Start of Page text
Set during the 1960s, at the height of the Catholic Church's influence in Ireland, it is about a girl nicknamed Blue.

Her full name is Bernadette O'Malley, and her nickname comes from the blue blanket she was wrapped in when she came to Larch Hill, a children's home run by nuns in Dublin. She knows nothing about her mother but longs to. The details are locked in a filing cabinet in the office of Sister Regina, the stern head nun.

However, the book is more of a Slice of Life showing Blue's friendships with the other girls Jess, Mary, Lil and her surrogate little sister Molly, her mentorship under the kindly Sister Monica, her desire to be fostered and conflict from her inherently wild and rebellious spirit.

Tropes:

  • The '60s: The book is set in the mid-60s, at the height of the Catholic Church's oppression of the Irish people. In the first chapter, Blue recalls being taken to see Mary Poppins, Jimmy Mooney sings a Beatles song, Mary's brother Tommy dresses as Elvis Presley and four girls likewise dress as the Carnaby Street chicks.
  • Actually Pretty Funny: When Blue describes her experience trying to catch the Maguires' pigs, Jess is said to be crying laughing.
  • Africa Is a Country: Sister Monica is said to have been a missionary in Africa, but not which specific countries.
  • Alcoholic Parent: One of the new girls Sarah Murphy is in Larch Hill because her father is an alcoholic who attacked her mother.
  • Alone in a Crowd: At on point, despite being surrounded by her friends, Blue feels more alone than ever.
  • Animal Motifs: Sister Monica is often compared to a monkey for how unlike the other nuns she is.
  • The Baby of the Bunch: Molly is only six, and Blue acts as a surrogate big sister to her.
  • Beach Episode: Chapter 14 revolves around the children getting one week at Brittas Bay for their summer holidays. The next chapter has it turn sour when Jess seemingly drowns after going too far out in the water.
  • Beauty Equals Goodness: The good characters are described in flattering terms, such as the kind-hearted Nurse Ryan whereas the mean Joan is described as having a round face and buck teeth. Jimmy Mooney and his mother however don't get the most glowing physical descriptions, but are very good people.
End of Page text
Start of Information supplied
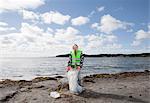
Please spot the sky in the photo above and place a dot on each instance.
End of Information supplied
▸ Instructions
1. According to the page text about Blue, where does her nickname come from?
2. List every girl the page text about Blue names in the sentence beginning "However, the book is more of a Slice of Life" as someone Blue has a friendship with.
3. Translate this sentence from the page text about Blue into Spanish: "She knows nothing about her mother but longs to."

▸ Responses
1. It comes from the blue blanket she was wrapped in when she came to Larch Hill.

2. Jess, Mary, Lil, Molly

3. No sabe nada de su madre, pero anhela saberlo.